[Pointing and labeling entries]
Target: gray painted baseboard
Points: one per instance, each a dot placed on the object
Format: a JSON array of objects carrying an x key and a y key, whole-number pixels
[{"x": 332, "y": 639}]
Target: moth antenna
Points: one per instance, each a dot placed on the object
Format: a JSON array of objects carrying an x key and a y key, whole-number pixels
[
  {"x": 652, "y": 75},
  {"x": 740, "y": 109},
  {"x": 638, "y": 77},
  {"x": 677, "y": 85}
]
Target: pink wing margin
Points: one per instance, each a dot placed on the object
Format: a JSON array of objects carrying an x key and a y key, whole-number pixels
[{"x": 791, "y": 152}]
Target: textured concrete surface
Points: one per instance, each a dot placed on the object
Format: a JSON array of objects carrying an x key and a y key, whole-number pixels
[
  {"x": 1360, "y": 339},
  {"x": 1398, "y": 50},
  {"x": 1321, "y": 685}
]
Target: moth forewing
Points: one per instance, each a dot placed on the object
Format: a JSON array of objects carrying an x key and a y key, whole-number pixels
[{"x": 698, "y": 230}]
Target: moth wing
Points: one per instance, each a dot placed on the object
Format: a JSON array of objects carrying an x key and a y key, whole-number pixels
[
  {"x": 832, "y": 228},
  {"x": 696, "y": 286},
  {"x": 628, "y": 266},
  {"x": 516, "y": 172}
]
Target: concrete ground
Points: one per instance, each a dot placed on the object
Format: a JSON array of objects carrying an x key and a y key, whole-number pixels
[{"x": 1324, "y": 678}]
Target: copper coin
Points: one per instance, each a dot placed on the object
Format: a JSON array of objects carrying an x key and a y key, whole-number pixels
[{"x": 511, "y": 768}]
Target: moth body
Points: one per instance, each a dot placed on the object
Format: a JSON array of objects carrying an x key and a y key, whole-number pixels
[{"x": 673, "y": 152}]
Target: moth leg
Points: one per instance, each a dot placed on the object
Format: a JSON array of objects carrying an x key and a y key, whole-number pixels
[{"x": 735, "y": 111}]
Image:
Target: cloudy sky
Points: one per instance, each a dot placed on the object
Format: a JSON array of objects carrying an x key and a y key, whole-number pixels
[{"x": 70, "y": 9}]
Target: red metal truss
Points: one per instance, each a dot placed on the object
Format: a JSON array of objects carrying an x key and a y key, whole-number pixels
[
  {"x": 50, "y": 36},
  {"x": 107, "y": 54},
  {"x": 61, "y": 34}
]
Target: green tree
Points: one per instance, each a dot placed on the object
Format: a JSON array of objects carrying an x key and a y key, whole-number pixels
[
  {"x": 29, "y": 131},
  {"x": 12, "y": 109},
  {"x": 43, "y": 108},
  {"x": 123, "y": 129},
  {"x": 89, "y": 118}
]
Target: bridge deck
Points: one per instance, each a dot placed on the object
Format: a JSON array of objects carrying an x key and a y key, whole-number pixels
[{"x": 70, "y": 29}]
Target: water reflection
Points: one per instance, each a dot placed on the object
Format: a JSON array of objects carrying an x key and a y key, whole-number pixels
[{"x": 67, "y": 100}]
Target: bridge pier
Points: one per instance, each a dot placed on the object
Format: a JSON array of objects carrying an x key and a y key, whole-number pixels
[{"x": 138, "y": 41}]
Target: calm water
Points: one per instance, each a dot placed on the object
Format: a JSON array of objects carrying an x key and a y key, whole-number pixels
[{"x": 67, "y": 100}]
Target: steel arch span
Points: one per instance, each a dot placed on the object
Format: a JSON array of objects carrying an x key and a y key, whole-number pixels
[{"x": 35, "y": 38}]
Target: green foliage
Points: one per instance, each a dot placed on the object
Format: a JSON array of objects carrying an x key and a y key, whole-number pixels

_Required task_: Please write out the records again, starting at the line containing "Target: moth leg" and ending at the last line of the records, both included. Multiply every x and y coordinate in the answers by 2.05 and round each result to a whole number, with halves rounded up.

_Answer to the task_:
Target: moth leg
Points: one per instance, each a dot placed on the object
Format: a JSON array of objects carrying an x key and a y key, whole-number pixels
[{"x": 1507, "y": 228}]
Image:
Target: cloudy sky
Points: one per instance, each a dot placed on the object
Format: a JSON array of objects carrying an x key and a y key, whole-number pixels
[{"x": 144, "y": 18}]
Target: red metal truss
Points: one per instance, each a dot placed on the object
Format: a JSON array of objects carrying an x key and a y key, whole-number pixels
[
  {"x": 103, "y": 74},
  {"x": 219, "y": 111},
  {"x": 125, "y": 70}
]
Target: green tree
Points: one per instance, each a dot placed on the object
Format: a JSON array of objects carrying an x key and a y key, whole-number pixels
[
  {"x": 59, "y": 269},
  {"x": 25, "y": 223},
  {"x": 88, "y": 221},
  {"x": 252, "y": 264},
  {"x": 182, "y": 242}
]
Target: bridge deck
Points: one per instance, each a dot placed on the object
Format: a JSON array of objects carrying an x key and a y key, whole-number pixels
[{"x": 144, "y": 59}]
Target: water reflection
Points: one per instance, each a dot placed on the object
Format: a JSON array of objects carrying an x key and a y key, whole-number pixels
[{"x": 137, "y": 205}]
Target: bridge pier
Points: one per instance, each a dot placed on the object
Format: a JSON array of objects carrying an x key and a y key, whole-number pixels
[{"x": 283, "y": 84}]
Target: calm water
Points: one per instance, each a dot placed on the object
Format: a JSON array of objects carrying an x key and a y key, whole-number pixels
[{"x": 137, "y": 205}]
Target: steel arch span
Points: one per instance, each a dot placed on the object
Format: a JSON array of objects carrying an x key and a y key, whole-number pixels
[{"x": 72, "y": 78}]
Target: green foliage
Points: one per instance, each a dot placed on the object
Format: a JSON array of objects carrying an x key and a y key, whole-number pixels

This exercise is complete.